The entries that follow need to be returned without any alteration.

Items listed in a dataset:
□ □ □ □ □ □ □

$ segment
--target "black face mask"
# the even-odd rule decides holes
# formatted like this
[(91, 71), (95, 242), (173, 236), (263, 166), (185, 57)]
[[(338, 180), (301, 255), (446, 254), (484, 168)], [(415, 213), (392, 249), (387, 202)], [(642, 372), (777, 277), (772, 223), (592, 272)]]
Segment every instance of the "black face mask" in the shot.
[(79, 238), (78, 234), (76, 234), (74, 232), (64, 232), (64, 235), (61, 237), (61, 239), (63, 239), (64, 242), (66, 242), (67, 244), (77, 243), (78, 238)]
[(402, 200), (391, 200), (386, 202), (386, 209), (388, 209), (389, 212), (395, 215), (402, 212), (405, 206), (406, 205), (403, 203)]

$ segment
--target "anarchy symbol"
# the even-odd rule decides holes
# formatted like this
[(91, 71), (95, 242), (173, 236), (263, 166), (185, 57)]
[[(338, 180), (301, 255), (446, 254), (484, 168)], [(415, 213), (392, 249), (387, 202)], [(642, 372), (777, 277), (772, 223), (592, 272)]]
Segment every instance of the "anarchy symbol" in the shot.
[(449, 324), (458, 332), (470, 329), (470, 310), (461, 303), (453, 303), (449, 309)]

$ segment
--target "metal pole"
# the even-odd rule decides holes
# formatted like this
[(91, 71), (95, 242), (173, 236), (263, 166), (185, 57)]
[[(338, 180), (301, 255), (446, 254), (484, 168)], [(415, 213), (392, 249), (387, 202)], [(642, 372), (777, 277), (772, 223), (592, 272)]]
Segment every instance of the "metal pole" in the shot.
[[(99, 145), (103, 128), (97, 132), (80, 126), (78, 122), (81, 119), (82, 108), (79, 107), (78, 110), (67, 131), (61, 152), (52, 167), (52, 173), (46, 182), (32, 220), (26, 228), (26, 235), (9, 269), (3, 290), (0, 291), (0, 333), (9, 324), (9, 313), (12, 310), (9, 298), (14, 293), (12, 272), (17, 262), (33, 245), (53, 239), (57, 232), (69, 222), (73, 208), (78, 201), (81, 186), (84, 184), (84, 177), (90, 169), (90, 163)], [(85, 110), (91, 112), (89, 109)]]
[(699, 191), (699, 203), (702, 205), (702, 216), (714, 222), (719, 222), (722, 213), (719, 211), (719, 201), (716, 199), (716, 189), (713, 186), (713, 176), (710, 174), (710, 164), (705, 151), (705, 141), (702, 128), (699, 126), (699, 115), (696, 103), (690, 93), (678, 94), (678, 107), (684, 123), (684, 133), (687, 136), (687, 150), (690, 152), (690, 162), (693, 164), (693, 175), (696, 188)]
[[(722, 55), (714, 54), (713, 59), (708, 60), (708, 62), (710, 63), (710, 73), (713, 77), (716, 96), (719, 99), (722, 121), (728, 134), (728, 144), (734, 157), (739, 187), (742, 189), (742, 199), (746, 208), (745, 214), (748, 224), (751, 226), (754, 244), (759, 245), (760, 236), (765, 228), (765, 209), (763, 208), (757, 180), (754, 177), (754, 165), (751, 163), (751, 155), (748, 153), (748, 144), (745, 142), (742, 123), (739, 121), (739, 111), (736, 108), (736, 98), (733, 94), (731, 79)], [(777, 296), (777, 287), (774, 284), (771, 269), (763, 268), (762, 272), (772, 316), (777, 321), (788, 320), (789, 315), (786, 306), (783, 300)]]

□ □ □ □ □ □ □

#### [SOLUTION TO THIS EXERCISE]
$ segment
--target "black face mask"
# the even-odd rule decides holes
# formatted like this
[(91, 71), (95, 242), (173, 236), (263, 166), (185, 57)]
[[(338, 180), (301, 255), (446, 254), (484, 168)], [(415, 213), (392, 249), (387, 202)], [(642, 372), (777, 277), (772, 223), (592, 272)]]
Segment every instance of the "black face mask" in the shot.
[(79, 238), (78, 234), (76, 234), (74, 232), (64, 232), (64, 235), (61, 237), (61, 239), (63, 239), (64, 242), (66, 242), (67, 244), (77, 243), (78, 238)]
[(402, 200), (391, 200), (386, 202), (386, 209), (388, 209), (389, 212), (395, 215), (402, 212), (405, 206), (406, 205), (403, 203)]

$ segment
--target "anarchy symbol"
# the even-odd rule decides holes
# formatted like this
[(91, 71), (95, 242), (173, 236), (263, 166), (185, 57)]
[[(338, 180), (301, 255), (446, 254), (484, 168)], [(415, 213), (392, 249), (387, 202)], [(642, 372), (777, 277), (772, 223), (592, 272)]]
Segment every instance of the "anarchy symbol" in the shot.
[(449, 324), (458, 332), (470, 329), (470, 310), (461, 303), (453, 303), (449, 309)]

$ segment
--target "metal pole"
# the even-odd rule decides holes
# formatted like this
[(91, 71), (95, 242), (173, 236), (263, 166), (185, 57)]
[[(338, 180), (301, 255), (446, 254), (484, 168)], [(415, 213), (392, 249), (387, 202)], [(642, 372), (777, 277), (772, 223), (592, 272)]]
Segment every instance of the "metal pole" in the shot.
[[(99, 145), (103, 128), (97, 132), (80, 126), (78, 122), (81, 119), (82, 108), (79, 107), (78, 110), (67, 131), (61, 152), (52, 167), (52, 173), (46, 182), (32, 220), (26, 228), (26, 235), (9, 269), (3, 290), (0, 291), (0, 333), (9, 324), (9, 313), (12, 310), (9, 298), (14, 293), (12, 272), (17, 262), (33, 245), (53, 239), (57, 232), (69, 222), (73, 208), (78, 201), (81, 186), (84, 184), (84, 177), (90, 169), (90, 163)], [(85, 110), (91, 112), (89, 109)]]
[(699, 191), (699, 203), (702, 205), (702, 216), (714, 222), (719, 222), (722, 213), (719, 211), (719, 201), (716, 199), (716, 189), (713, 186), (713, 176), (710, 174), (710, 164), (705, 151), (705, 141), (702, 128), (699, 126), (699, 115), (696, 103), (690, 93), (678, 94), (678, 107), (684, 123), (684, 133), (687, 136), (687, 150), (690, 152), (690, 162), (693, 164), (693, 175), (696, 188)]
[[(722, 55), (714, 54), (713, 59), (708, 60), (708, 62), (710, 63), (710, 73), (713, 77), (716, 96), (719, 99), (722, 121), (728, 134), (728, 144), (734, 157), (739, 187), (742, 189), (742, 199), (746, 208), (745, 214), (748, 224), (751, 226), (754, 244), (759, 245), (760, 236), (765, 228), (765, 209), (763, 208), (757, 180), (754, 177), (754, 165), (751, 163), (751, 155), (748, 153), (748, 144), (745, 142), (742, 123), (739, 121), (739, 111), (736, 108), (736, 98), (733, 94), (731, 79)], [(777, 296), (777, 287), (774, 284), (771, 269), (763, 268), (762, 272), (772, 316), (777, 321), (788, 320), (789, 315), (786, 306), (783, 300)]]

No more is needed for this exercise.